LISTED RECORDS >>
------------------------------

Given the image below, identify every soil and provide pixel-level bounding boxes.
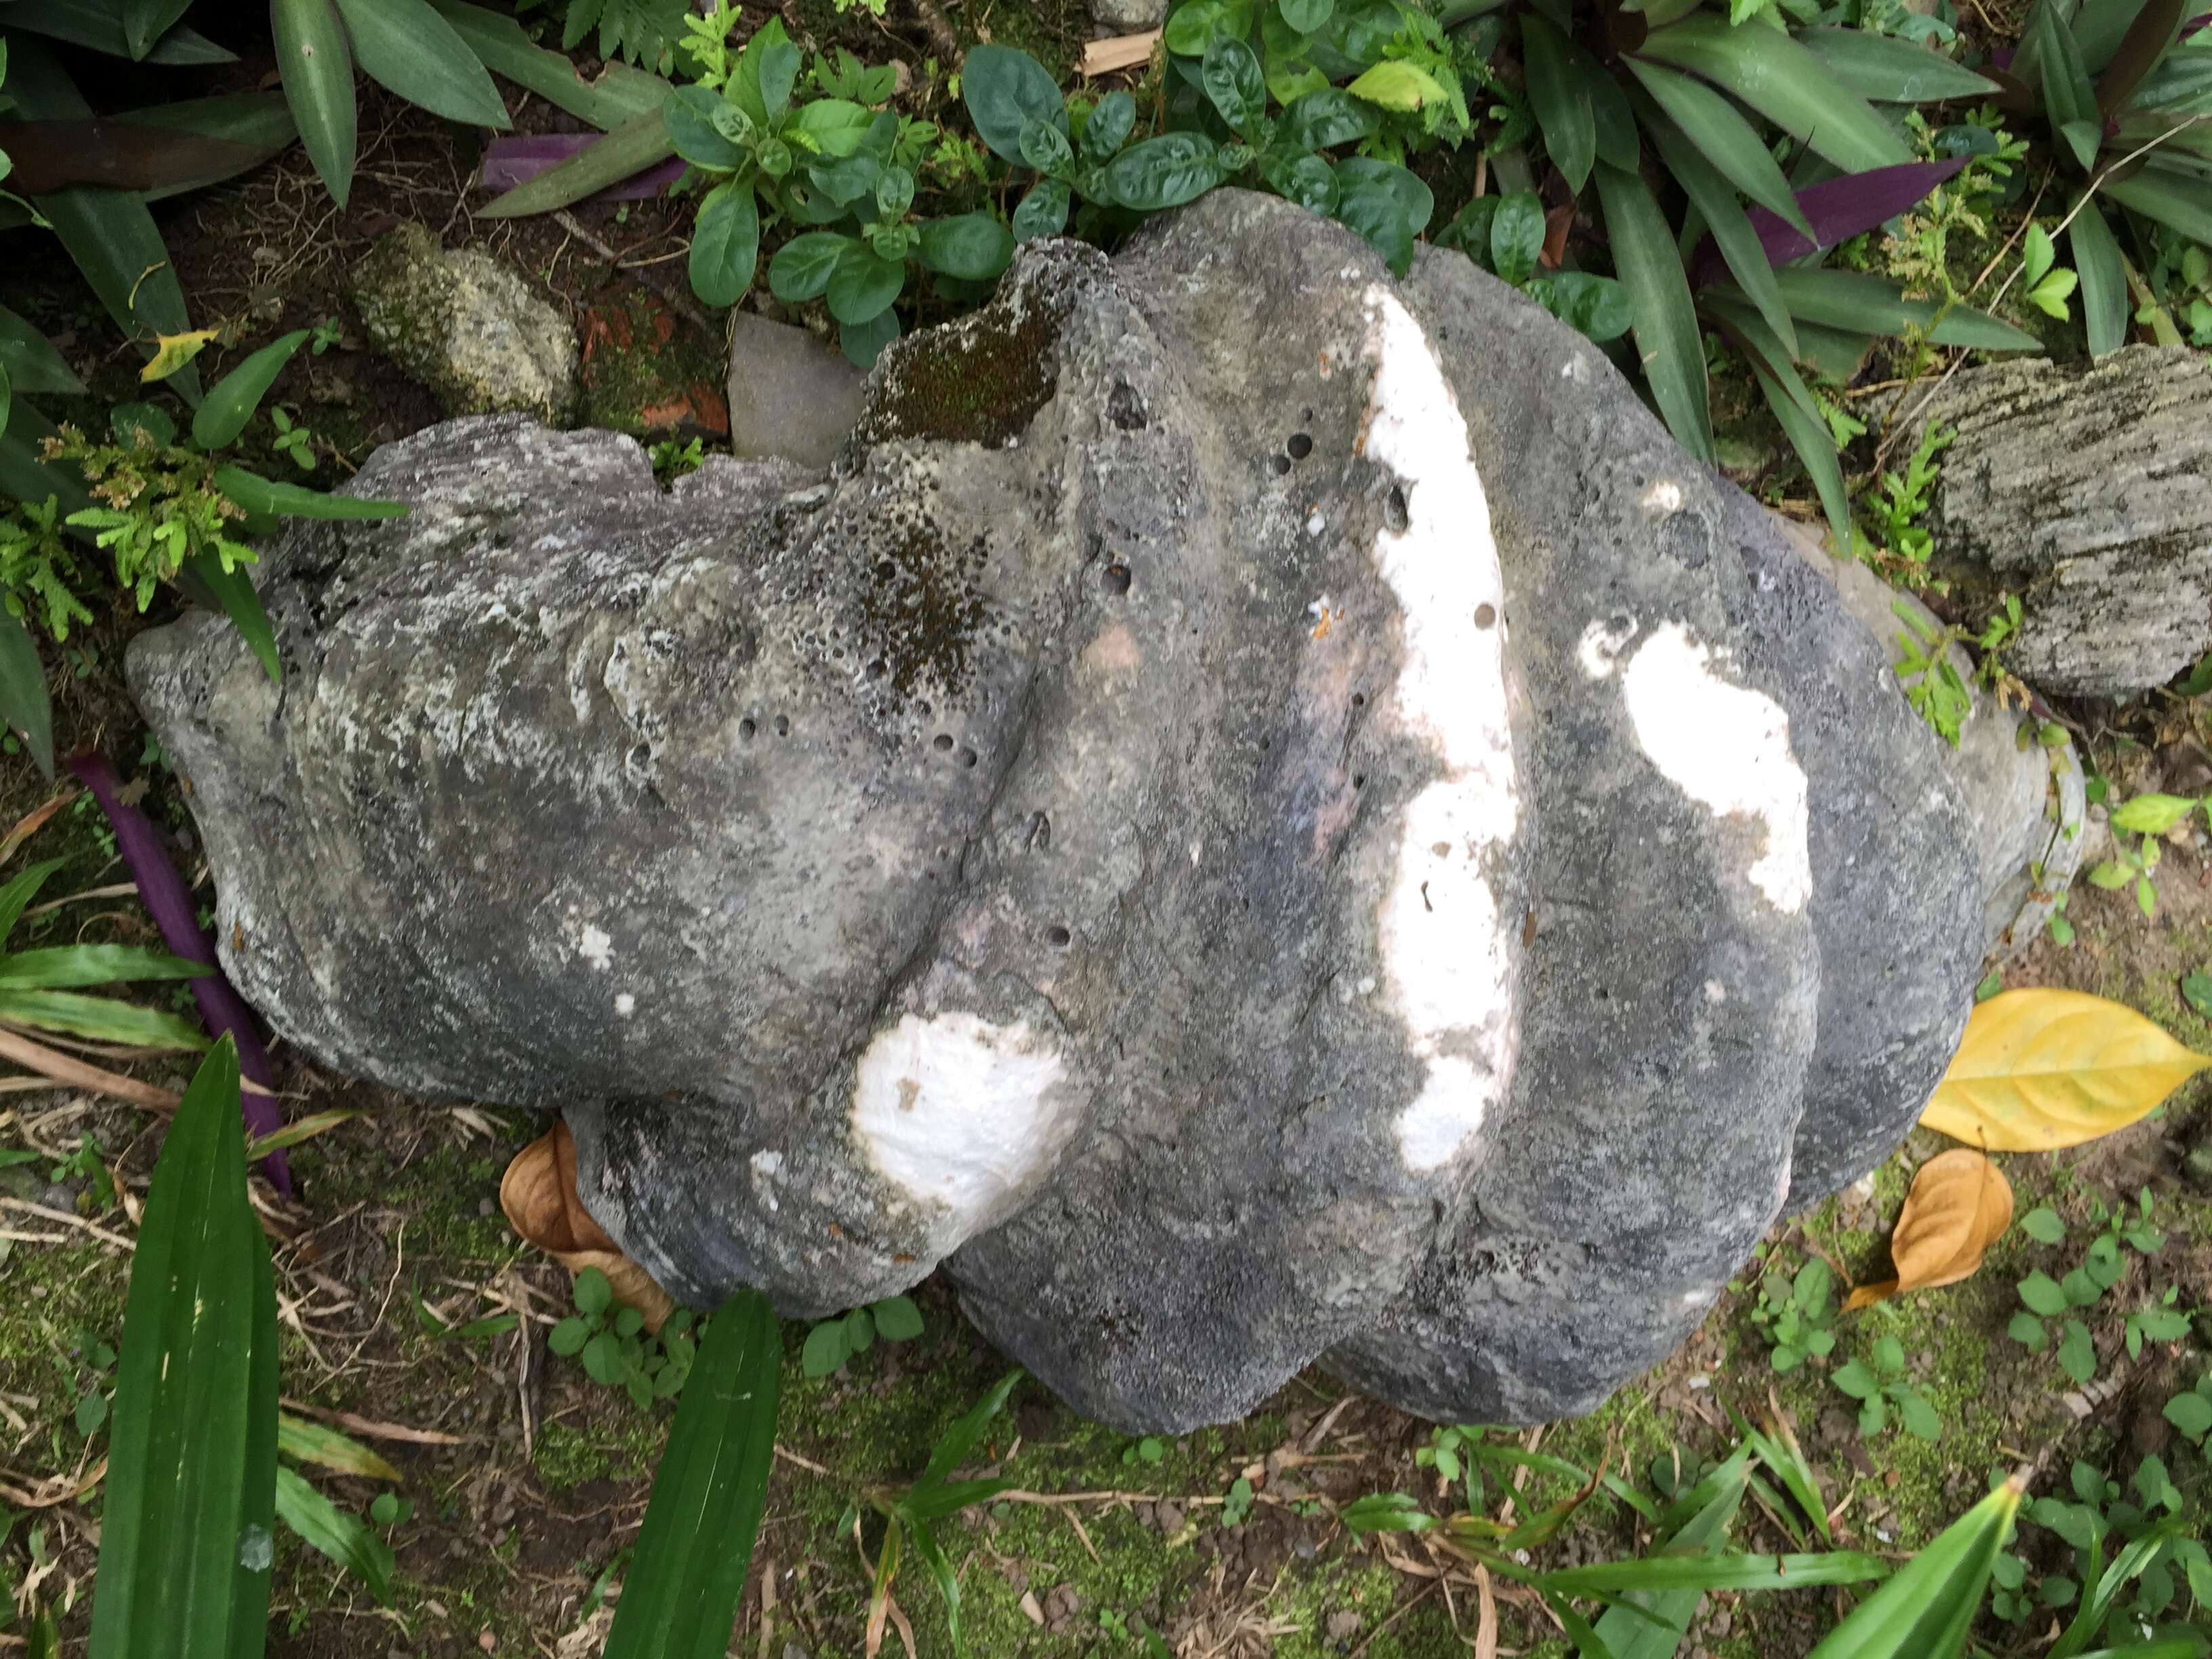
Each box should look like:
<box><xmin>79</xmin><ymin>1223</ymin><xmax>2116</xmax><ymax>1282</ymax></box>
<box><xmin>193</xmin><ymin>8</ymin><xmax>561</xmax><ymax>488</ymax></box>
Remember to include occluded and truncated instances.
<box><xmin>0</xmin><ymin>7</ymin><xmax>2208</xmax><ymax>1658</ymax></box>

------------------------------

Copy out the records exactly. Do not include the pictures.

EXERCISE ANSWER >>
Given the image below, identify every soil and provide pixel-level bounding boxes.
Each box should look like:
<box><xmin>79</xmin><ymin>1223</ymin><xmax>2116</xmax><ymax>1282</ymax></box>
<box><xmin>193</xmin><ymin>8</ymin><xmax>561</xmax><ymax>488</ymax></box>
Remember to include occluded and truncated instances.
<box><xmin>0</xmin><ymin>7</ymin><xmax>2208</xmax><ymax>1658</ymax></box>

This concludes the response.